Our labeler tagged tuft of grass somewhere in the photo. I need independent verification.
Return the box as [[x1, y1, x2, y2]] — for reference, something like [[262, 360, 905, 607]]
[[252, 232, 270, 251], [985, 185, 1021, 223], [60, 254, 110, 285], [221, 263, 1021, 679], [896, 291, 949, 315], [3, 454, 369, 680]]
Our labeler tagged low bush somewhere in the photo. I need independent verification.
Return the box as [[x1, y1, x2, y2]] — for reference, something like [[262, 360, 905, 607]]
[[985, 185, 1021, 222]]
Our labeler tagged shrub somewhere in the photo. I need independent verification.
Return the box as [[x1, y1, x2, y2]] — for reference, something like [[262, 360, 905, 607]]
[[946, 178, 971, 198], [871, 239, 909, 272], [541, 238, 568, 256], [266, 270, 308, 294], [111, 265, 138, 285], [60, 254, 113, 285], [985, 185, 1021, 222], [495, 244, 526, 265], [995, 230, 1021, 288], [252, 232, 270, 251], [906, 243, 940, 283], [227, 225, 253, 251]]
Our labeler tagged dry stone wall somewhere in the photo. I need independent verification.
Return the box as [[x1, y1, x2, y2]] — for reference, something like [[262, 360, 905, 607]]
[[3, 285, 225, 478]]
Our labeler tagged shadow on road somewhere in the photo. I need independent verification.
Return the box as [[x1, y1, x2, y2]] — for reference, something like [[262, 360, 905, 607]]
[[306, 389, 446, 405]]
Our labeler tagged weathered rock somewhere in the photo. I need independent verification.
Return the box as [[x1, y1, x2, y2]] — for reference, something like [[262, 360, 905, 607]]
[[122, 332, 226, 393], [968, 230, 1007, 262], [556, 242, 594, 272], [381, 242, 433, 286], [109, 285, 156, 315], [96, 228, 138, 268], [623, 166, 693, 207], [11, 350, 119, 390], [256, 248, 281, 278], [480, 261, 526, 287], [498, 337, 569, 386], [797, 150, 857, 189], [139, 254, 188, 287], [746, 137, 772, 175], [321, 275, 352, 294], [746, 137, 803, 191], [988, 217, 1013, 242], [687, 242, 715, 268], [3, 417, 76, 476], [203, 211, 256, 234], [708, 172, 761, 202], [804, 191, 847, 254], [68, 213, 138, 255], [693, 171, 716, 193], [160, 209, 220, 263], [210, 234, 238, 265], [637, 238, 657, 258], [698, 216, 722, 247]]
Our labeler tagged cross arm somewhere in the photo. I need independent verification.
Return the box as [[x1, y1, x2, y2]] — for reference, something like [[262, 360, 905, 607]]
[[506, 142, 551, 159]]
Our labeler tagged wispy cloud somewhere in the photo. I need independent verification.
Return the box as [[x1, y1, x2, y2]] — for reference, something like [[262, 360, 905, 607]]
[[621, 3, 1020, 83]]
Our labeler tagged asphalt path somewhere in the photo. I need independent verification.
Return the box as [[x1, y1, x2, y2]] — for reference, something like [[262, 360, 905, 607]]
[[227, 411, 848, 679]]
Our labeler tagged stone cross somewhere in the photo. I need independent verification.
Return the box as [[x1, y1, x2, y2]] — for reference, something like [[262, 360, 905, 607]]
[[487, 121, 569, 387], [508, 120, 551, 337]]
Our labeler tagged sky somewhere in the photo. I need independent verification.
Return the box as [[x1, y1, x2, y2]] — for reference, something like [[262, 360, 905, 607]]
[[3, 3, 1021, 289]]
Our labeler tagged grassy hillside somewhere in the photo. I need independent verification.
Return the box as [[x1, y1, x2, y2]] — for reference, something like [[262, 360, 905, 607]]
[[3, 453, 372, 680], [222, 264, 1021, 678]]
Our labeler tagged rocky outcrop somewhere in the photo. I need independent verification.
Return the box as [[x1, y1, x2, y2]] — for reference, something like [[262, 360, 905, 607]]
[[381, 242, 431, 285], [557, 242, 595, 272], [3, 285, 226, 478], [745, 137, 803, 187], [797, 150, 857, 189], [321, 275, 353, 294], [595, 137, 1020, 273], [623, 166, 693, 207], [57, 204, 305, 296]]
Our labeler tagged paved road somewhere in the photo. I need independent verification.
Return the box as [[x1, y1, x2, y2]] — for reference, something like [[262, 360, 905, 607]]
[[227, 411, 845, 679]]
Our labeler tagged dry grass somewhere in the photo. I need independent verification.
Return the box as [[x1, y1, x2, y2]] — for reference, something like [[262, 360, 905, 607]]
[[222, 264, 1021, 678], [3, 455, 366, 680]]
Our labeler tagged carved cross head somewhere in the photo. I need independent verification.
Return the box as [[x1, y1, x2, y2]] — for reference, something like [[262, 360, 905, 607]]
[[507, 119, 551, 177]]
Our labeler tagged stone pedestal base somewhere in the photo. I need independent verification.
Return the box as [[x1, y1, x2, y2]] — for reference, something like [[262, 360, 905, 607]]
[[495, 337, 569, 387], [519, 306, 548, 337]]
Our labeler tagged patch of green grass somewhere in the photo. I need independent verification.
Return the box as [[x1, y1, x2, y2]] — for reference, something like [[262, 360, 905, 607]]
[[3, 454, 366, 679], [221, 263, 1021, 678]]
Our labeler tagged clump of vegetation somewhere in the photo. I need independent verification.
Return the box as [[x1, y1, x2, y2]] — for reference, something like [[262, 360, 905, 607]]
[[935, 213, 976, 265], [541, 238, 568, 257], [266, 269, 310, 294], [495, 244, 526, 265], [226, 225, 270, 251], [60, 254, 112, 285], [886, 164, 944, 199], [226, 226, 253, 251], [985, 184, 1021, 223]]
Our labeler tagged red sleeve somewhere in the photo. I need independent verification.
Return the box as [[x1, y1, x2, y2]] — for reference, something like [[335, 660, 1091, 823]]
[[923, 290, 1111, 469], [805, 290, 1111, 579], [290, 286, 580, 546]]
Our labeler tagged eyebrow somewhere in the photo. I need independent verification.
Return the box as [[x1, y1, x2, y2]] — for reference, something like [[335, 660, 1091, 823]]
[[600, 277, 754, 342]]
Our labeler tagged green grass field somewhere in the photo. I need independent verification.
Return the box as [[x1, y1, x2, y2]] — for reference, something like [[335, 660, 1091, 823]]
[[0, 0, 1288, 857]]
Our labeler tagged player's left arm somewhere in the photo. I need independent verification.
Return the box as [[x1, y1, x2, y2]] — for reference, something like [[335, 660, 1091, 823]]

━━━━━━━━━━━━━━━━━━━━━━━━━━━━━━

**TASK DIRECTIONS**: Lay out every line of the rows above as a numbered list, one line per item, and omit any blank lines.

**RESPONSE FOR THIS EXERCISE**:
1. Our labeler tagged tuft of grass somewhere in the photo. I need independent verification.
2. Return the box as [[x1, y1, x2, y2]] — for reference, something like [[262, 360, 905, 607]]
3. [[252, 232, 270, 251], [985, 185, 1021, 223], [60, 254, 110, 285], [221, 263, 1021, 679], [896, 291, 949, 315], [3, 454, 369, 680]]
4. Our labeler tagged low bush somewhere in the photo. I need independent verification.
5. Return the box as [[x1, y1, x2, y2]] — for reference, something like [[262, 360, 905, 607]]
6. [[985, 185, 1021, 222]]
7. Our labeler tagged shrub somewhere in the photo. I need independent verification.
8. Return the box as [[x1, y1, x2, y2]] — for reference, something like [[262, 360, 905, 607]]
9. [[946, 178, 971, 198], [871, 239, 909, 272], [541, 238, 568, 256], [266, 270, 308, 294], [111, 265, 138, 285], [60, 254, 113, 285], [985, 185, 1021, 222], [495, 244, 526, 265], [995, 230, 1021, 288], [252, 232, 270, 251], [906, 243, 940, 283], [227, 225, 253, 251]]
10. Our labeler tagged dry stone wall somewhere in the photo. I need independent verification.
11. Return the box as [[x1, y1, x2, y2]] — for reference, something like [[262, 360, 905, 607]]
12. [[3, 285, 225, 478]]
13. Our labeler tagged shadow on road somewhere in the photo. I need independent verification.
14. Return the box as [[x1, y1, x2, y2]] — for reference, something like [[262, 360, 905, 607]]
15. [[306, 389, 446, 405]]
16. Our labeler tagged weathered rock somewhere in the photo. I need independent verification.
17. Return the box as [[x1, y1, x2, y2]] — for reference, something like [[262, 360, 905, 607]]
18. [[122, 332, 226, 393], [968, 230, 1007, 262], [556, 242, 594, 272], [381, 242, 433, 286], [109, 285, 156, 315], [96, 228, 138, 268], [623, 166, 693, 207], [11, 350, 119, 390], [256, 248, 281, 278], [480, 261, 526, 287], [498, 337, 569, 386], [797, 150, 857, 189], [139, 254, 188, 287], [746, 137, 772, 175], [321, 275, 352, 294], [746, 137, 803, 191], [988, 217, 1013, 242], [687, 242, 715, 268], [3, 417, 76, 476], [203, 211, 256, 234], [708, 172, 761, 202], [804, 191, 847, 254], [68, 213, 138, 255], [693, 171, 716, 193], [160, 209, 220, 263], [210, 234, 238, 265], [637, 238, 657, 258], [698, 216, 722, 247]]
19. Our labeler tagged cross arm somewhere in the photo. I need independent verification.
20. Return the box as [[x1, y1, x2, y2]] — for reference, something like [[262, 360, 905, 607]]
21. [[506, 142, 551, 159]]
22. Our labeler tagged wispy cloud somewhere in the photo. I need independent verification.
23. Return the box as [[x1, y1, x2, y2]] — for reference, something like [[262, 360, 905, 607]]
24. [[621, 3, 1020, 83]]
25. Our labeler tagged asphalt path somewhere in the photo. I need independent verification.
26. Return the box as [[x1, y1, x2, y2]] — for reference, something like [[262, 360, 905, 607]]
27. [[227, 411, 848, 679]]
28. Our labeler tagged stone cross somewhere in the photo. I need independent verification.
29. Return the box as [[x1, y1, x2, y2]] — for reference, something like [[262, 360, 905, 607]]
30. [[487, 121, 569, 387], [508, 120, 551, 337]]
31. Our labeler tagged sky somewhere in the photo. I need independent verification.
32. Return the box as [[x1, y1, x2, y2]] — for reference, something like [[262, 360, 905, 607]]
33. [[3, 3, 1021, 289]]
34. Our labeler tagged grassy hillside somewhere in the photo. I need independent verification.
35. Return the box as [[x1, y1, x2, y2]] — for reference, something like [[262, 360, 905, 607]]
36. [[3, 453, 372, 680], [222, 264, 1021, 678]]
37. Our labeler tagged rocky outcrop somewhere in the photo. I need independent verification.
38. Return the box as [[x1, y1, x2, y2]] — for reference, something like [[262, 360, 905, 607]]
39. [[381, 242, 431, 285], [557, 242, 595, 272], [3, 285, 226, 478], [745, 137, 803, 187], [797, 150, 857, 189], [321, 275, 353, 294], [595, 137, 1020, 273], [623, 166, 693, 207], [57, 204, 305, 296]]
40. Our labeler tagged paved road somewhere in the photo. I need independent verification.
41. Return the box as [[x1, y1, x2, y2]] — for reference, something like [[262, 360, 905, 607]]
42. [[227, 411, 845, 679]]
43. Our labeler tagged dry grass somewhere in the photo. I need independent verification.
44. Return the box as [[x1, y1, x2, y2]] — for reference, something like [[262, 360, 905, 607]]
45. [[222, 264, 1021, 678], [3, 455, 366, 680]]
46. Our labeler tagged carved cross head somewhere in the photo. I need independent verification.
47. Return the box as [[x1, y1, x2, y2]] — for reference, something like [[262, 360, 905, 607]]
48. [[507, 119, 551, 177]]
49. Our labeler tagged stone pedestal base somewhere in the photo. I need independent verification.
50. Return the box as [[x1, y1, x2, y2]] — for reference, something like [[262, 360, 905, 607]]
51. [[495, 337, 569, 387], [519, 306, 548, 337]]
52. Our labeler tagged patch of green grass somewhere in the photo. I need independent verification.
53. Return the box as [[x1, y1, x2, y2]] — for reference, something like [[262, 360, 905, 607]]
54. [[3, 454, 366, 679], [221, 263, 1021, 678]]
55. Our labeler tagged clump of vegetation somewhere in the photo. I need independent verification.
56. Return the box as [[x1, y1, x2, y2]] — for reference, something like [[262, 360, 905, 607]]
57. [[935, 213, 976, 265], [541, 238, 568, 257], [266, 269, 310, 294], [495, 244, 526, 265], [226, 225, 270, 251], [60, 254, 112, 285], [886, 164, 944, 199], [226, 226, 253, 251], [985, 184, 1021, 223]]
58. Our labeler tagged red sleeve somewhere in the photo. I need independent verification.
59. Return the box as [[x1, y1, x2, y2]] — for reference, something like [[335, 660, 1091, 823]]
60. [[923, 290, 1111, 469], [805, 290, 1111, 579], [290, 286, 580, 546]]
61. Our labeler tagged eyebrow somewhere in the photo. I need independent verification.
62. Return the box as [[x1, y1, x2, y2]] — for reference, something like [[335, 660, 1091, 823]]
63. [[600, 277, 754, 342]]
64. Our labeler tagged green grass field somewhere in the photo. I need independent verification.
65. Return the box as [[x1, y1, x2, y2]] — for reference, something like [[335, 660, 1091, 823]]
66. [[0, 0, 1288, 857]]
67. Our labeler tagged player's left arm somewhere in the photo. I need independent verification.
68. Return the box as [[x1, y1, x2, y2]] — for reference, something like [[335, 660, 1091, 823]]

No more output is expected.